→ **EXTRACT PROVIDED**:

%%

It may surprise many people to know that body‑worn video is now commonplace across parts of the high street. For example, Poundland originally reported an 11 per cent drop in violence after rolling out Motorola Solutions VT100 cameras, with footage managed via Motorola’s evidence platform and linked to CCTV. It should be noted here that Poundland has since been sold (by Pepco Group to Gordon Brothers’ Peach Bidco for £1 on 12 June 2025) and it’s not clear if it’s still using the cameras. Another popular high street name, H&M, is piloting bodycams in three UK stores to test impact on de‑escalation and incident reduction. Also, Tesco now uses bodycams for store and some delivery colleagues, activated when staff feel unsafe. EE even equips store teams with cameras that can stream incidents to monitoring teams. These measures are all intended both to act as visible deterrents and to strengthen evidence for police.

Facial Recognition Trials Move Into The Mainstream

Some chains are trialling facial recognition to identify repeat offenders linked to theft or abuse. For example, Sainsbury’s is running an eight‑week pilot with Facewatch in selected stores in London and Bath, where alerts are generated only when someone on a store‑defined watchlist enters. In terms of how effective it could be, Iceland has reported that its early use of Facewatch led to a 30 per cent reduction in violent incidents where deployed, and that it plans a further roll‑out of the technology later this year. Southern Co‑op and other retailers have used similar watchlist alerts for several years.

Retailers say that systems focus on known repeat offenders and that signage is used at trial sites. Sainsbury’s has framed the pilot as a staff‑safety measure in locations with high repeat offending. Iceland’s Richard Walker argued publicly that the technology helps trained store teams to make calm, proportionate interventions.

%%

→ **GIVEN RECORDS**:
%%

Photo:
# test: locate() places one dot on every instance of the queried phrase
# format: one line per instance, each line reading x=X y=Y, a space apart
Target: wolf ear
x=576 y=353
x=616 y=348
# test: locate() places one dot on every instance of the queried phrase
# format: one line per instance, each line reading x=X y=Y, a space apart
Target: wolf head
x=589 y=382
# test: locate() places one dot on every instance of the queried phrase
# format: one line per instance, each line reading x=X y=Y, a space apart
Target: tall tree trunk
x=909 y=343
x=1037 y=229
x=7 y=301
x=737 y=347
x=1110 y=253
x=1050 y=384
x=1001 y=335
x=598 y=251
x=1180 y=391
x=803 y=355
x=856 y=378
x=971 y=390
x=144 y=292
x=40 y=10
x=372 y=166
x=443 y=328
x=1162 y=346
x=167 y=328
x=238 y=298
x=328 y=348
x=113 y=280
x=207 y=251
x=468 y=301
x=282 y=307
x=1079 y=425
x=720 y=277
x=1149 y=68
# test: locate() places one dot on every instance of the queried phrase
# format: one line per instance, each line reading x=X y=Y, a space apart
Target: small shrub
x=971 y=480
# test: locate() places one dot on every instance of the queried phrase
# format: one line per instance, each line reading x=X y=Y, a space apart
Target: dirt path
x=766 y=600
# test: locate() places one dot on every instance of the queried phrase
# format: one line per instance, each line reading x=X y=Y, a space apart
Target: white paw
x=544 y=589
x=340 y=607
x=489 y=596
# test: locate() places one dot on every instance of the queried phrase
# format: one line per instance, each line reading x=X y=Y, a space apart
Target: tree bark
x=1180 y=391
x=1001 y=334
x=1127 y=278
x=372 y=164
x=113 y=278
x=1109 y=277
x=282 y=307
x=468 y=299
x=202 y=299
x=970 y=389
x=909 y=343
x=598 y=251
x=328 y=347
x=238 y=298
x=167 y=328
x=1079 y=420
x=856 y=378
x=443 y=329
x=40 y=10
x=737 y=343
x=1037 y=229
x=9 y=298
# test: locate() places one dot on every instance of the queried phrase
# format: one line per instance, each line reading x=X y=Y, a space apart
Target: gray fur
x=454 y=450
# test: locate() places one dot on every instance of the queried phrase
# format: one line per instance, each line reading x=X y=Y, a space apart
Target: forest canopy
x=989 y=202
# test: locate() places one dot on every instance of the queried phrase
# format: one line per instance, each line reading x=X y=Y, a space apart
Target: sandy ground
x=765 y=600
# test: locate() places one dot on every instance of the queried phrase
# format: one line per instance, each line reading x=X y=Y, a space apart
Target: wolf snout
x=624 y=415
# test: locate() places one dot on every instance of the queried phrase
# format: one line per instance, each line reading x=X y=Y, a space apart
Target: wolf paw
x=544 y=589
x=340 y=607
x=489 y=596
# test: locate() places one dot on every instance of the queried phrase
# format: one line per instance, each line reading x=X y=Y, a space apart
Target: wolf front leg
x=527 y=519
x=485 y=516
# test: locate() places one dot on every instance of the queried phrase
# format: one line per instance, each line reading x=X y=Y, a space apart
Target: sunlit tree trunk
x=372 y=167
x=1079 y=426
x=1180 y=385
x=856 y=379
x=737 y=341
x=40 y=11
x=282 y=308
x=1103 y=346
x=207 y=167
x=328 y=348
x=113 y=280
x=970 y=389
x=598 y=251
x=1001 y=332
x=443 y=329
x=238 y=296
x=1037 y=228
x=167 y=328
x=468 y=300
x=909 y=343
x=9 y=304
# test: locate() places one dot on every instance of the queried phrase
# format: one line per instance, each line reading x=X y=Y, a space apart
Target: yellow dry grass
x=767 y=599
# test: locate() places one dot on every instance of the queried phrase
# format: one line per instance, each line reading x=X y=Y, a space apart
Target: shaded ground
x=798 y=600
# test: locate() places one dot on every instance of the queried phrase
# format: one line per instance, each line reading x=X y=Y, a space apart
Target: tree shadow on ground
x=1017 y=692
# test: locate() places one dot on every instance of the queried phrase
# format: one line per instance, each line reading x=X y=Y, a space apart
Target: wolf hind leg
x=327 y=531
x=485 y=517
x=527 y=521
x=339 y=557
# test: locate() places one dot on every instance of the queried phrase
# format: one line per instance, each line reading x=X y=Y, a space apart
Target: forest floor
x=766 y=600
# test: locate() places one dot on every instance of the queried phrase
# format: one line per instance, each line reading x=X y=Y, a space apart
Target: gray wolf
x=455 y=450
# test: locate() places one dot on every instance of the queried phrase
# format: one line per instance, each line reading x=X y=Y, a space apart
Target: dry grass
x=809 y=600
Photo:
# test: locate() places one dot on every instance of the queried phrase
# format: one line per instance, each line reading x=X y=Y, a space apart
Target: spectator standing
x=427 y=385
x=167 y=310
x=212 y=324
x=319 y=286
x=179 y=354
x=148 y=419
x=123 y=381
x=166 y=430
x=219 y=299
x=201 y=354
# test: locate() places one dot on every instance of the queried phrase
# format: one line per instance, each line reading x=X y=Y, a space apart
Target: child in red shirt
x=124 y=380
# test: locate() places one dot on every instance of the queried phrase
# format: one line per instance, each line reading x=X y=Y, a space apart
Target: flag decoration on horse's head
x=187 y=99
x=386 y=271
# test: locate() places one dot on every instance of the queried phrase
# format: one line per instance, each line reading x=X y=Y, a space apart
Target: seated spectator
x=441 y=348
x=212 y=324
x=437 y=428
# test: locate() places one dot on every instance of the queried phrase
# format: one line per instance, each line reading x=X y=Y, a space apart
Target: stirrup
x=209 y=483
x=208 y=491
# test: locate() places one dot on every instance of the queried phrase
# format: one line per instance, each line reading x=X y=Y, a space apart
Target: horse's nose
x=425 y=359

%%

→ **WORK INSTRUCTIONS**:
In the text on store security cameras, what reduction in violent incidents did Iceland report from its early use of Facewatch?

→ **TASK RESULT**:
A 30 percent reduction in violent incidents where it was deployed.